**CHALLENGE**
From the line that includes "TARGET = straw hat" to the last line of the data, quote each line precisely; both boundary lines belong in the answer.

**EXTRACTED ENTRIES**
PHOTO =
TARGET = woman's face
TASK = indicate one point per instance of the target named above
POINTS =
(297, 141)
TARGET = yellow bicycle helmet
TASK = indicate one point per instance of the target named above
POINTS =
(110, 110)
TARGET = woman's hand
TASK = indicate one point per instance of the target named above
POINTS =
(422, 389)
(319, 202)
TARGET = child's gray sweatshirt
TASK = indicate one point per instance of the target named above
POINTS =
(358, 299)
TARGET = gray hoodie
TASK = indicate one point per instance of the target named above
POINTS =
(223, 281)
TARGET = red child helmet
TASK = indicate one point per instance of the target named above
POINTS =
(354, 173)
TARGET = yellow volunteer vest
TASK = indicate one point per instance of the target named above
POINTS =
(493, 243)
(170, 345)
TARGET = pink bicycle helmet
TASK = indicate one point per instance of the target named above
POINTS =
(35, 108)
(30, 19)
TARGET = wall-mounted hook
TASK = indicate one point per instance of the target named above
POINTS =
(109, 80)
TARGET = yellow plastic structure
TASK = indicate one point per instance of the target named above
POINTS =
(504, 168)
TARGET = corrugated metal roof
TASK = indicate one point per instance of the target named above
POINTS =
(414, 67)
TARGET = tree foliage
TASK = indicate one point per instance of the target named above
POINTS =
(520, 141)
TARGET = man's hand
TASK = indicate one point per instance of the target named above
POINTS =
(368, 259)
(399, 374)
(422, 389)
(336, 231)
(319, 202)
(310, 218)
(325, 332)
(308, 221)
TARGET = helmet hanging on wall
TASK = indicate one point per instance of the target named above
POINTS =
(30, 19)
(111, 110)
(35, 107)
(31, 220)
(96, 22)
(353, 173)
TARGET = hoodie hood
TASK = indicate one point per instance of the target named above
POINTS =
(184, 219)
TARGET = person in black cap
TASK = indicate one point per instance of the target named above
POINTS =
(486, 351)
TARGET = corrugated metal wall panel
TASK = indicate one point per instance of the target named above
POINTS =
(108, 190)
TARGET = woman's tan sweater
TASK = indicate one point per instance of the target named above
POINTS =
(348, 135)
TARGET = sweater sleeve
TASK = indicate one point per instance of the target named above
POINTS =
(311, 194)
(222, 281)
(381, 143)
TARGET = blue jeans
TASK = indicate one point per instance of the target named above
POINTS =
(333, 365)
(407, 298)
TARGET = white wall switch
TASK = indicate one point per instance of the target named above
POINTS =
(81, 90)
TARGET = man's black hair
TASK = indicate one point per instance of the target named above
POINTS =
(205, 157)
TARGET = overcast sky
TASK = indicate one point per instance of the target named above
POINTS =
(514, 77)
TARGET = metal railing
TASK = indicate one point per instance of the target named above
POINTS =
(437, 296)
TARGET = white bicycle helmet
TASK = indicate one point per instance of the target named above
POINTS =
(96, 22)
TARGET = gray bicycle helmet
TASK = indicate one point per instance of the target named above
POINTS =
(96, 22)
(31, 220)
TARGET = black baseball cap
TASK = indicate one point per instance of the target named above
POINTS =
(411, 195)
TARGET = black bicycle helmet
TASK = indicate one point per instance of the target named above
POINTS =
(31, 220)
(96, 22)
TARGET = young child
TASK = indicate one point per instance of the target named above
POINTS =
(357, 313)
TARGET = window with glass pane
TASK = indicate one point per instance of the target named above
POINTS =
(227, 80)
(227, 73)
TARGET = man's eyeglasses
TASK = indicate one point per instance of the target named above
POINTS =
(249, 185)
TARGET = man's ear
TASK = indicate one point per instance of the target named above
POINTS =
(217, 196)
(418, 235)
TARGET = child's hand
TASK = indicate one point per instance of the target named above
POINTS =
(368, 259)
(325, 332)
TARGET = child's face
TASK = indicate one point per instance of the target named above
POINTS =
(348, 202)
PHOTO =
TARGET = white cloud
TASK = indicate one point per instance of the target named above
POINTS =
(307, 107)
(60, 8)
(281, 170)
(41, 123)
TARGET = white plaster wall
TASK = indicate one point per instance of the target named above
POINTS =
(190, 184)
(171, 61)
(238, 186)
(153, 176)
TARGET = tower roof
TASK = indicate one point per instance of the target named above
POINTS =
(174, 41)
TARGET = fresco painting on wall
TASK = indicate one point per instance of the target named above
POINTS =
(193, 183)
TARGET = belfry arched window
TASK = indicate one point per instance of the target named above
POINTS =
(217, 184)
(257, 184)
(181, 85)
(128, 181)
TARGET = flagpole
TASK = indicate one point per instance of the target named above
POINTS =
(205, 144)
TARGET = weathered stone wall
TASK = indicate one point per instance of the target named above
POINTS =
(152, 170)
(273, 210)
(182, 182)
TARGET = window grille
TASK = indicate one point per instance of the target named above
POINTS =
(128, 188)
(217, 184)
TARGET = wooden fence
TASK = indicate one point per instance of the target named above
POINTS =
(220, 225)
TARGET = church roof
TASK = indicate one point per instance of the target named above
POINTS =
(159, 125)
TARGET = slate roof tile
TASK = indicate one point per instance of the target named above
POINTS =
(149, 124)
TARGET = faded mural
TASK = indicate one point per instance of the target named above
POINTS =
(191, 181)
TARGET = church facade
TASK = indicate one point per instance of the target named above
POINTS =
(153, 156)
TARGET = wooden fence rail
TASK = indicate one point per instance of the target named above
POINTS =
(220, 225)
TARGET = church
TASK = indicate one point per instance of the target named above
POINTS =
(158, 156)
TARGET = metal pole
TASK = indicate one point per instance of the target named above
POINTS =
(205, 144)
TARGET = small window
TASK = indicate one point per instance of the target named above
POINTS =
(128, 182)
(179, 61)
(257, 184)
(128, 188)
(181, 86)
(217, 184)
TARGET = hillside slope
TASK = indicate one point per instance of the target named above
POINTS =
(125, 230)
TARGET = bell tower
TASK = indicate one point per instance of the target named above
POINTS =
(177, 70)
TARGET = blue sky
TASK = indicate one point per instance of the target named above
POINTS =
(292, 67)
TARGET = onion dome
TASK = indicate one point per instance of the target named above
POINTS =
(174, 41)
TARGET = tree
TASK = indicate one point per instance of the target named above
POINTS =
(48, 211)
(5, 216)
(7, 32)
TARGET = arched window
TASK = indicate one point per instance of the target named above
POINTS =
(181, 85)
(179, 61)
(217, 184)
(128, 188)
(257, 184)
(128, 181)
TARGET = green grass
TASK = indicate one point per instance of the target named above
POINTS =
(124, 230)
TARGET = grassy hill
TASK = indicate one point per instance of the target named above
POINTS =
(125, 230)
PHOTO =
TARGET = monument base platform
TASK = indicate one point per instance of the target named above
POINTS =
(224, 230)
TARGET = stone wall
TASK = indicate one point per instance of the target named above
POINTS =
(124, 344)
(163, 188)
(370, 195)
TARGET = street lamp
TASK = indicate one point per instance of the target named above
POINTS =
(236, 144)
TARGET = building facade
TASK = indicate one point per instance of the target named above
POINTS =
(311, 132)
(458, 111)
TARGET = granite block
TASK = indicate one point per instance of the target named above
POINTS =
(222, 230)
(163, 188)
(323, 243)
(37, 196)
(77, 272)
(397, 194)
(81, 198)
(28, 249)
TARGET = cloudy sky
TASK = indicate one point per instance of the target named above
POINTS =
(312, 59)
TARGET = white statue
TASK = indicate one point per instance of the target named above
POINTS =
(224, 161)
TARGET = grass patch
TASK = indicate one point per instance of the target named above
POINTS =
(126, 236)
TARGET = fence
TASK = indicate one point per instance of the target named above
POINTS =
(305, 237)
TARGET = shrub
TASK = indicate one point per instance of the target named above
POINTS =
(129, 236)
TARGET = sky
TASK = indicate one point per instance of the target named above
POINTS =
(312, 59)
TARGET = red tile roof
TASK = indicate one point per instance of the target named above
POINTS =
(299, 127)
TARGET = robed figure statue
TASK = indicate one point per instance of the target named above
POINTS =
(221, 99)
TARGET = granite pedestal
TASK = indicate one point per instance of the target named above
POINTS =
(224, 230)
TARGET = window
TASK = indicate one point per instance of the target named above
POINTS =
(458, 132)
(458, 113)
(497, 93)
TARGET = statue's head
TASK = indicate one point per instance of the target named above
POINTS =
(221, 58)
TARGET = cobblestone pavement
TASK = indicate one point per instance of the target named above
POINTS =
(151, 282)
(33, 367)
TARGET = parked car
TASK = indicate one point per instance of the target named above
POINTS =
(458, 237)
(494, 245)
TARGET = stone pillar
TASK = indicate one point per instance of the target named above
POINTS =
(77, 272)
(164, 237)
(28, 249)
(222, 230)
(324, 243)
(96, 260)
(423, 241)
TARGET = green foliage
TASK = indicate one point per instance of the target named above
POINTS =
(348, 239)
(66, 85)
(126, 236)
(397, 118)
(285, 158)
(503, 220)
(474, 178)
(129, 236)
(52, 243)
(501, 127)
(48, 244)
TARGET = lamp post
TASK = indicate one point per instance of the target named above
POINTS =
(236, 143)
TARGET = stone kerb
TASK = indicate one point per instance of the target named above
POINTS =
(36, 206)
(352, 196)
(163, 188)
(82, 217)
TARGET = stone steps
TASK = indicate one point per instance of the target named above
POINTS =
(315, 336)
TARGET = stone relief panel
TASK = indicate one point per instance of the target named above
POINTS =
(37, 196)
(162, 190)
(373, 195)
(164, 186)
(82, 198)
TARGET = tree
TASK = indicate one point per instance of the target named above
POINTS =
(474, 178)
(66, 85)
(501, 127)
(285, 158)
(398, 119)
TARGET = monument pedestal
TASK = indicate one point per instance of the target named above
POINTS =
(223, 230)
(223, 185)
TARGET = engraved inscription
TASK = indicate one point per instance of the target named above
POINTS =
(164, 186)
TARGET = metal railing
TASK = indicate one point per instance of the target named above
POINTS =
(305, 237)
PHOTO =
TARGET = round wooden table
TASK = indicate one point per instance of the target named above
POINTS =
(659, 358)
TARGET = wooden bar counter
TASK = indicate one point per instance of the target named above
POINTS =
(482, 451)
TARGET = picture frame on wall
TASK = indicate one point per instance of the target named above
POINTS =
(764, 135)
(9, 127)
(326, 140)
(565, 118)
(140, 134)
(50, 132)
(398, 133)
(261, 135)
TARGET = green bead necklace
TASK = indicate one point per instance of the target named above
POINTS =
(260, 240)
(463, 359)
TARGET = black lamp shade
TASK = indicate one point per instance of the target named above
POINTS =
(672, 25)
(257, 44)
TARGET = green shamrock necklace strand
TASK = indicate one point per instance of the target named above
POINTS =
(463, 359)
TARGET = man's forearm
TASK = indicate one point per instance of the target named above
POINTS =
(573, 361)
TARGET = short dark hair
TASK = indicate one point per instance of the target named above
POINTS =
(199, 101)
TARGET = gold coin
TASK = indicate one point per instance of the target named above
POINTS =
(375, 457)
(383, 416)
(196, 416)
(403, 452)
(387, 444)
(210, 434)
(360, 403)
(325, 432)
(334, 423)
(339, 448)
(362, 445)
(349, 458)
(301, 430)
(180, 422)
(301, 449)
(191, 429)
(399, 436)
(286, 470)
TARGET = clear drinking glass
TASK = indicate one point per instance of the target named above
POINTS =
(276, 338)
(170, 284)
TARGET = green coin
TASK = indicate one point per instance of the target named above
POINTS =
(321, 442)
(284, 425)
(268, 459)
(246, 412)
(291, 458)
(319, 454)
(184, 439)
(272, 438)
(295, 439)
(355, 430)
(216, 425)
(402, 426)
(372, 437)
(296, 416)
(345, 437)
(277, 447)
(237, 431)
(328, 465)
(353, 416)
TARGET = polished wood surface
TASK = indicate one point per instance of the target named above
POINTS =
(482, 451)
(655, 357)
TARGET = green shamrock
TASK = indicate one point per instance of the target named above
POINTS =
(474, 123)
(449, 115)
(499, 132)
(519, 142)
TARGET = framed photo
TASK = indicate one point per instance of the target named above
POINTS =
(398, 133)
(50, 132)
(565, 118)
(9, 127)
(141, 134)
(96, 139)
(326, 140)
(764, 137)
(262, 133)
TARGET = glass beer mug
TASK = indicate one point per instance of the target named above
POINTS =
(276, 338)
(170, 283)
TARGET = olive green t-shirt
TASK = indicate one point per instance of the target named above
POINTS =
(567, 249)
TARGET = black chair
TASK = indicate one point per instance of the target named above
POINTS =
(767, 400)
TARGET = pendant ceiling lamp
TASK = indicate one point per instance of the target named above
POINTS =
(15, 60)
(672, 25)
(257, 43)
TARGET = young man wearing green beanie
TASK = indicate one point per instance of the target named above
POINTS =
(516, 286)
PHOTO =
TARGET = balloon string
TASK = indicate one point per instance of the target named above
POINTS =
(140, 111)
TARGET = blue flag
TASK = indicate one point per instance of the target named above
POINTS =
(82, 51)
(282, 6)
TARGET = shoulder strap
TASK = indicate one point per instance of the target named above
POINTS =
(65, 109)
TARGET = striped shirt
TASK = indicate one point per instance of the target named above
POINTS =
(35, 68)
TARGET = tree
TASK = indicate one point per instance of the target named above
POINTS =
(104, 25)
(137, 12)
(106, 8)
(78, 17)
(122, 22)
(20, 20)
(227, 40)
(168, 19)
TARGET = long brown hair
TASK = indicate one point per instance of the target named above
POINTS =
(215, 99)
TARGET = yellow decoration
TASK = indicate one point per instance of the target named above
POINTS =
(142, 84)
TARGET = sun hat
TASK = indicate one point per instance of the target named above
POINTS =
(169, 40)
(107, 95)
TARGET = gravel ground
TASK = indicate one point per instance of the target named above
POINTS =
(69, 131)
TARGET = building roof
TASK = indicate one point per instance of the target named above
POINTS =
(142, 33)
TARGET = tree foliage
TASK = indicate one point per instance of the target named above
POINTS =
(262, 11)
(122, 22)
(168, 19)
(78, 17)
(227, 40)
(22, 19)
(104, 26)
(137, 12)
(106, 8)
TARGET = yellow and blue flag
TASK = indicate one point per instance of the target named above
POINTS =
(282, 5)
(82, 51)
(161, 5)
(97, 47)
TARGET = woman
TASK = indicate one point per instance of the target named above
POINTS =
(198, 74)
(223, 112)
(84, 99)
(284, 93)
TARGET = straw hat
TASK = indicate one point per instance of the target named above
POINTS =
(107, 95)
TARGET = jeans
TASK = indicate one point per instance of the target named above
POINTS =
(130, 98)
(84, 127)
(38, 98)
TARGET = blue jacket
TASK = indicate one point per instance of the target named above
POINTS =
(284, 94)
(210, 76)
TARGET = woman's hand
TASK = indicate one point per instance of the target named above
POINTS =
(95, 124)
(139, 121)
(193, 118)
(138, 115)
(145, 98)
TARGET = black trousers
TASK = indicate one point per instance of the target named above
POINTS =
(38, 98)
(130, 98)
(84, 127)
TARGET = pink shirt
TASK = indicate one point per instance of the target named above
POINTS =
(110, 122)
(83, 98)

**FULL OUTPUT**
TARGET = straw hat
TASK = indicate one point per instance of the target named above
POINTS =
(107, 95)
TARGET = jeans
TASK = indicate one point per instance of the target named above
POINTS =
(130, 98)
(84, 127)
(38, 98)
TARGET = blue jacket
TASK = indicate one point per instance of the target named above
POINTS =
(284, 94)
(210, 76)
TARGET = woman's hand
TASK = indicate one point per instance of the target named above
POINTS =
(95, 124)
(139, 121)
(193, 118)
(138, 115)
(145, 98)
TARGET = black trousers
TASK = indicate one point per instance of the target named above
POINTS =
(38, 98)
(130, 98)
(84, 127)
TARGET = pink shirt
TASK = indicate one point per instance of the target named above
POINTS =
(110, 122)
(83, 98)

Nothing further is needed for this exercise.